+++ Text under study

Madeleine Watts is the author of the novels Elegy, Southwest (2025), and The Inland Sea (2021), which was shortlisted for the Miles Franklin Literary Award and the UTS Glenda Adams Award for New Writing. Her other work has appeared in Harper’s, the Guardian, The Believer, Literary Hub, and The Baffler, among others. Born in Sydney, Australia, she lived in New York for over a decade, and now lives in Berlin.

Conversation

On balancing growth and guarding against burnout

Writer Madeleine Watts discusses taking creative work seriously, describing a world impacted by climate change, and the importance of replenishing the soul with art

March 6, 2025 -

As told to Ariel Courage, 4114 words.

Tags: Writing, Mental health, Day jobs, Process, Time management.

How did you first decide you were going to be a writer?

To some extent, always. When I was asked when I was little, “writer” would always be on the list of “what I want to be when I grow up,” along with “witch” and “marine biologist.” I was always writing. But I’m from a family that’s very sensible, so I didn’t allow myself to think it would be a possibility. There are moments when I could have just become a public servant working in Australia.

When I finished university, I hadn’t really taken writing that seriously. I hadn’t really tried to get things published, anything like that. I took a year and I made a list or plan for myself. I said, if I can make some headway on this plan of being a writer in a year, then I’ll see. If I didn’t, I was going to apply for a PhD. By the end of that year, I’d made enough headway that I didn’t feel I needed to go back to school, at least not yet. It was a sort of make-or-break 2013 for me.

When you say “taking it seriously,” what do you mean? What sort of things did you do?

++++++

# [Your instructions]
Reproduce the interview with Madeleine Watts above in full, word for word.

+++ Extracted records

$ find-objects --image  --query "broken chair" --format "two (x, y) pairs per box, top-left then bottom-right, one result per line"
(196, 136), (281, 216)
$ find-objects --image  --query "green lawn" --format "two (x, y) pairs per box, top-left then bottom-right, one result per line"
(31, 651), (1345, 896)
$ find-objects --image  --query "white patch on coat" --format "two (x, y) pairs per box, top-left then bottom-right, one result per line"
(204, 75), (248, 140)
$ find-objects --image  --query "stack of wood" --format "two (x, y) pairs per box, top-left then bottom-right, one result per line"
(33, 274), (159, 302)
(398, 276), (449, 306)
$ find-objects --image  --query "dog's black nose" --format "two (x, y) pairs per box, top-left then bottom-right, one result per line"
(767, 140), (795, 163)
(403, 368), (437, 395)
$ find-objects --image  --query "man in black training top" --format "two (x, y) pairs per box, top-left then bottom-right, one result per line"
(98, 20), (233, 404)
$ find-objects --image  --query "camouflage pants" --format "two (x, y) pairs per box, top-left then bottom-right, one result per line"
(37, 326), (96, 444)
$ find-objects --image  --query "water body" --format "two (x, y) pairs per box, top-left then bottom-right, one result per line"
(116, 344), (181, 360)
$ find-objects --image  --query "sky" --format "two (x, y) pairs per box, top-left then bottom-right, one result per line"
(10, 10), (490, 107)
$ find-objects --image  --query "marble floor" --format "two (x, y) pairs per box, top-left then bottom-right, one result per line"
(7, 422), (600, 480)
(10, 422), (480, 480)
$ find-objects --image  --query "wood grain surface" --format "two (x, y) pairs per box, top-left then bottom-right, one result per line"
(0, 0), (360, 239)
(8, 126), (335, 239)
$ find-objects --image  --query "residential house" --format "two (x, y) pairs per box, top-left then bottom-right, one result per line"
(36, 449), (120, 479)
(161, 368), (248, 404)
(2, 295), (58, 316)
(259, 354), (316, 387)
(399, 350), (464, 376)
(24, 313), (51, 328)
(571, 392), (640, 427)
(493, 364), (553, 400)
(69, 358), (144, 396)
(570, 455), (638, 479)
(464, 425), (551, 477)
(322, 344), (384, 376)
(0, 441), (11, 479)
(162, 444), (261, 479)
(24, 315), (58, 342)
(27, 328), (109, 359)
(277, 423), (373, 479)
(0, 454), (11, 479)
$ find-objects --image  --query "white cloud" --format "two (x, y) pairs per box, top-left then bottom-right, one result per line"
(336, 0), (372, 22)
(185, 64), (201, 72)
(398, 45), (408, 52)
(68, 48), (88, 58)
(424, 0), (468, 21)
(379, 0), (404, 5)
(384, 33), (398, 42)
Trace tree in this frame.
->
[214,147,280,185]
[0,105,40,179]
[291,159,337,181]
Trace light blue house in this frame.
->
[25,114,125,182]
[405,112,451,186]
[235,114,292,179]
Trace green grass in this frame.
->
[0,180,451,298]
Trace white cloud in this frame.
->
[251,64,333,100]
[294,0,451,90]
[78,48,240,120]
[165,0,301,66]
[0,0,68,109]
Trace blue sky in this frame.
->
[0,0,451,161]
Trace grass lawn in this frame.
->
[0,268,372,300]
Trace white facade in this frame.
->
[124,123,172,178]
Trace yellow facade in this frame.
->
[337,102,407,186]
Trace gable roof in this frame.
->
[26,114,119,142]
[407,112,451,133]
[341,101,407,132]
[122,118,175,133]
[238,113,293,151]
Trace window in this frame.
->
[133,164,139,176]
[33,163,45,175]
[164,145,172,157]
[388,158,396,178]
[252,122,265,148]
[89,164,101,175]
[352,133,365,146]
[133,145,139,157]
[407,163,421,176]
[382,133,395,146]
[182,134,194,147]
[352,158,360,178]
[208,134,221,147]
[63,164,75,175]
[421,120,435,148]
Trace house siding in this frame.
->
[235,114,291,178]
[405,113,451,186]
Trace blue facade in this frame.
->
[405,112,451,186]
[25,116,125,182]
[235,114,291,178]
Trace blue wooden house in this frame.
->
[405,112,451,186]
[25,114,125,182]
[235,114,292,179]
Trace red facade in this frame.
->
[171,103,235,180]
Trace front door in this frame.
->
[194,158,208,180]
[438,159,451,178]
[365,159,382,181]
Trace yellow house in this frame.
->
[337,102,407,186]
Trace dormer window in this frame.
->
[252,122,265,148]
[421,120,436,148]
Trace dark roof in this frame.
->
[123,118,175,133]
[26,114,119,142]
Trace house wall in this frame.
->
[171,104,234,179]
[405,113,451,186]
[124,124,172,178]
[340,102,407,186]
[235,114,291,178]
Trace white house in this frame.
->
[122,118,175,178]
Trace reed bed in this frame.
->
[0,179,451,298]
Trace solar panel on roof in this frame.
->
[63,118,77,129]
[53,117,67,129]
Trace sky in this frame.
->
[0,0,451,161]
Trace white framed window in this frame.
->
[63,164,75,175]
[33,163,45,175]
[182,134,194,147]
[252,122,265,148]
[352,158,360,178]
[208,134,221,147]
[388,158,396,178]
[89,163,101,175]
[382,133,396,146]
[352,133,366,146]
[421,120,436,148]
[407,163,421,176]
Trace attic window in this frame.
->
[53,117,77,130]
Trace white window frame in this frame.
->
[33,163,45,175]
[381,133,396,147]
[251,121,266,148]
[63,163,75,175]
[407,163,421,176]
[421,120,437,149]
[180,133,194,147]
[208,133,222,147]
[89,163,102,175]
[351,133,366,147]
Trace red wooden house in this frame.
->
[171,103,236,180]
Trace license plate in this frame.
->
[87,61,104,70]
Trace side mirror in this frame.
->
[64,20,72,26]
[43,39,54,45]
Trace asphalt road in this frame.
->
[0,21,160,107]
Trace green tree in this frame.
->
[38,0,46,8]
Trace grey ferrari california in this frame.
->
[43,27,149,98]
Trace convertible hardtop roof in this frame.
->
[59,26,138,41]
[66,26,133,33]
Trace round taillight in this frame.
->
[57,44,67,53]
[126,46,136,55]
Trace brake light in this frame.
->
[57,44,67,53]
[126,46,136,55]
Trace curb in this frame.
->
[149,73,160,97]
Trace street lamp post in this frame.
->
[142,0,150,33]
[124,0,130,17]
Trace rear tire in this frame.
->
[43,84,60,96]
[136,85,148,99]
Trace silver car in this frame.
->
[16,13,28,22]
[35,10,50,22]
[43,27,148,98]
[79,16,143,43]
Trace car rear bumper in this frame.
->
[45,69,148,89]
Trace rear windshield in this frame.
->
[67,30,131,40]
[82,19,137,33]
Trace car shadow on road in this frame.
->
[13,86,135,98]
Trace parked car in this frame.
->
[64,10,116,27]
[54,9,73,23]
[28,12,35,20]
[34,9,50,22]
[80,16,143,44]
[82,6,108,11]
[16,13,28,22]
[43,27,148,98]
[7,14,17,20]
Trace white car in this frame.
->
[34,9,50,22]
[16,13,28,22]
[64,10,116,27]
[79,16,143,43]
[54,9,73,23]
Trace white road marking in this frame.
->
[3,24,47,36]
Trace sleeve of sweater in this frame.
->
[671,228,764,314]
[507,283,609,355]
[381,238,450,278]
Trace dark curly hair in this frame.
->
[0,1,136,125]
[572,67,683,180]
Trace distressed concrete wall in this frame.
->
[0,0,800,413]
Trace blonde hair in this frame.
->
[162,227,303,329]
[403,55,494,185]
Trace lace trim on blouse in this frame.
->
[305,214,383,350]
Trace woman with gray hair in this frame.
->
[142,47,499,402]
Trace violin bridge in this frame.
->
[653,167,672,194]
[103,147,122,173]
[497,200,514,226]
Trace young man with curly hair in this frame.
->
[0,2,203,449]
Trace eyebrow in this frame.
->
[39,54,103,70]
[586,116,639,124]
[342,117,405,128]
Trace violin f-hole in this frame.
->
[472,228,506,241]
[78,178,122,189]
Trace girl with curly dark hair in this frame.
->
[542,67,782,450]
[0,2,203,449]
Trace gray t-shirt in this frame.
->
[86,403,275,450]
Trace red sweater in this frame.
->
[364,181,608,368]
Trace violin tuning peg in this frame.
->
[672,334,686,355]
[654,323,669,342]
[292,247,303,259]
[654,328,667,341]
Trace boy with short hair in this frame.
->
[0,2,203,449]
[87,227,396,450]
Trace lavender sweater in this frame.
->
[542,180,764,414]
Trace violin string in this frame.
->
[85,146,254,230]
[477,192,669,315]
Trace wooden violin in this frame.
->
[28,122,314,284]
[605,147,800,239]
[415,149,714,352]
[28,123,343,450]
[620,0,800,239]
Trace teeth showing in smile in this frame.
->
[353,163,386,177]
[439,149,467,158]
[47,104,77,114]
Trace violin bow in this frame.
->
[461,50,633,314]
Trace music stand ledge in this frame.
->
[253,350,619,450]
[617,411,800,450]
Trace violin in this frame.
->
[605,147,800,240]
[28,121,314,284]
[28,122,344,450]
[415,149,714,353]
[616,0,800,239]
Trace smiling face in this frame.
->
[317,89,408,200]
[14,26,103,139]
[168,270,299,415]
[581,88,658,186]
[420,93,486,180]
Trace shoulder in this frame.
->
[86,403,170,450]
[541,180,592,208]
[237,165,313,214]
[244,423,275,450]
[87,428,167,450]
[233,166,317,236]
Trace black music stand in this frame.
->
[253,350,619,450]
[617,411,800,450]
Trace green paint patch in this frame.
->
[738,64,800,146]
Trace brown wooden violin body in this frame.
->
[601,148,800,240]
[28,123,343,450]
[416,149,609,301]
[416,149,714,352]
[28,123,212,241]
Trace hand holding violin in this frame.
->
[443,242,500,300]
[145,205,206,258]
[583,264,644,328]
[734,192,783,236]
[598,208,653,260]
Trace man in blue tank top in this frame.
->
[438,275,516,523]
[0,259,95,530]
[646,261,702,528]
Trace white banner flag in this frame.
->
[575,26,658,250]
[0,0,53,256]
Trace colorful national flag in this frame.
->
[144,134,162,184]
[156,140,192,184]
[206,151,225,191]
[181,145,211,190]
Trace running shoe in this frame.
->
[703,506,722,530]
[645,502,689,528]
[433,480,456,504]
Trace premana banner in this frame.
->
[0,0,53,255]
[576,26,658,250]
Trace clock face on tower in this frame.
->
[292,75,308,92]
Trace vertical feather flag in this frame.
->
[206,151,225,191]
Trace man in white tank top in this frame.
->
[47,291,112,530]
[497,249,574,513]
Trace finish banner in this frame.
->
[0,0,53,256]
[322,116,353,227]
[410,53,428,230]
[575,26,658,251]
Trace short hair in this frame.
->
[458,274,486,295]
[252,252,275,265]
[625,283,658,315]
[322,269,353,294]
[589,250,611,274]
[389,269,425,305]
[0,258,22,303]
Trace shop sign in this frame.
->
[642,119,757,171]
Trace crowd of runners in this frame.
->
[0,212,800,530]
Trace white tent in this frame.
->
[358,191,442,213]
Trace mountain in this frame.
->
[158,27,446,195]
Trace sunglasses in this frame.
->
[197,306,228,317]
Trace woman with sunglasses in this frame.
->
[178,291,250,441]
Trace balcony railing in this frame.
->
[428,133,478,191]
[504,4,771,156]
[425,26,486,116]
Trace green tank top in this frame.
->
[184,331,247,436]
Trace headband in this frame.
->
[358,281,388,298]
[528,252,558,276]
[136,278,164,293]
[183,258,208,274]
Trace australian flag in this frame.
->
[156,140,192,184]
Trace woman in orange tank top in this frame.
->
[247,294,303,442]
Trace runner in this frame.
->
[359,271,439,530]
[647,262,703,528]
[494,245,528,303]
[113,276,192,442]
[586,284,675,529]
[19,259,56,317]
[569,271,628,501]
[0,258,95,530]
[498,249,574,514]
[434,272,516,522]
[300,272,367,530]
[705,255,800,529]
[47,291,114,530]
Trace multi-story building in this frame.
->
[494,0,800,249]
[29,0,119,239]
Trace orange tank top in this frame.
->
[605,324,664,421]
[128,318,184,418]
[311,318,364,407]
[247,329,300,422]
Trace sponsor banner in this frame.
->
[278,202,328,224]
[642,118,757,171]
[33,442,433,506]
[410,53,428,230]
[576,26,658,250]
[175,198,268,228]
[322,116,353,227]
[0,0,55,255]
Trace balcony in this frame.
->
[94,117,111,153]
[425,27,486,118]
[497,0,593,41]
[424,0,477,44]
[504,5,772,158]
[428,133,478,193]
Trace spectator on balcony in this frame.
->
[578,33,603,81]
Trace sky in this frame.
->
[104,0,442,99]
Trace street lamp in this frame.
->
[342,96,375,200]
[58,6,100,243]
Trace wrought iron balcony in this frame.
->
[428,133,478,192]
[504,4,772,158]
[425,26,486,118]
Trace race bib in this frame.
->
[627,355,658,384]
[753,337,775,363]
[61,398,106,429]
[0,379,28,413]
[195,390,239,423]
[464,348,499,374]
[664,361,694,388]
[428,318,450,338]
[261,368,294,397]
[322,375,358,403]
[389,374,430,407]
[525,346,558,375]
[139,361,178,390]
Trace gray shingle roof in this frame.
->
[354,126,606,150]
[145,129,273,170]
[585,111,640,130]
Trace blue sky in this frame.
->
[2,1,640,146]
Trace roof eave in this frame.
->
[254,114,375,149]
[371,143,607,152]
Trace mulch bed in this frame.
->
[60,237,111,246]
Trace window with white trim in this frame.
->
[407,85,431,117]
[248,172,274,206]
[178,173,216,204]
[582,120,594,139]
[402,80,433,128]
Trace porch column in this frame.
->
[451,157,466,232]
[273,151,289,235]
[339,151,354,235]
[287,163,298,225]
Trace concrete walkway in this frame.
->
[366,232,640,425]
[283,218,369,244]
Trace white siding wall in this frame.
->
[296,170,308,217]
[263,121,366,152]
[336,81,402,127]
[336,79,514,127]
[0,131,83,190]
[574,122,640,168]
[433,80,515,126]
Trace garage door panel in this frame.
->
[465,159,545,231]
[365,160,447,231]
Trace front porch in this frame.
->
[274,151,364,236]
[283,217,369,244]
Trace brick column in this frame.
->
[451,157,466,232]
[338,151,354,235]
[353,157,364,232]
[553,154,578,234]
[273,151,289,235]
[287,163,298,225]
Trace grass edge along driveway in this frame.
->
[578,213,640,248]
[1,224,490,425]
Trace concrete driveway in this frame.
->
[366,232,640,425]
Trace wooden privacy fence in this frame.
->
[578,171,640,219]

++++++

# [Answer space]
Madeleine Watts is the author of the novels Elegy, Southwest (2025), and The Inland Sea (2021), which was shortlisted for the Miles Franklin Literary Award and the UTS Glenda Adams Award for New Writing. Her other work has appeared in Harper’s, the Guardian, The Believer, Literary Hub, and The Baffler, among others. Born in Sydney, Australia, she lived in New York for over a decade, and now lives in Berlin.

Conversation

On balancing growth and guarding against burnout

Writer Madeleine Watts discusses taking creative work seriously, describing a world impacted by climate change, and the importance of replenishing the soul with art

March 6, 2025 -

As told to Ariel Courage, 4114 words.

Tags: Writing, Mental health, Day jobs, Process, Time management.

How did you first decide you were going to be a writer?

To some extent, always. When I was asked when I was little, “writer” would always be on the list of “what I want to be when I grow up,” along with “witch” and “marine biologist.” I was always writing. But I’m from a family that’s very sensible, so I didn’t allow myself to think it would be a possibility. There are moments when I could have just become a public servant working in Australia.

When I finished university, I hadn’t really taken writing that seriously. I hadn’t really tried to get things published, anything like that. I took a year and I made a list or plan for myself. I said, if I can make some headway on this plan of being a writer in a year, then I’ll see. If I didn’t, I was going to apply for a PhD. By the end of that year, I’d made enough headway that I didn’t feel I needed to go back to school, at least not yet. It was a sort of make-or-break 2013 for me.

When you say “taking it seriously,” what do you mean? What sort of things did you do?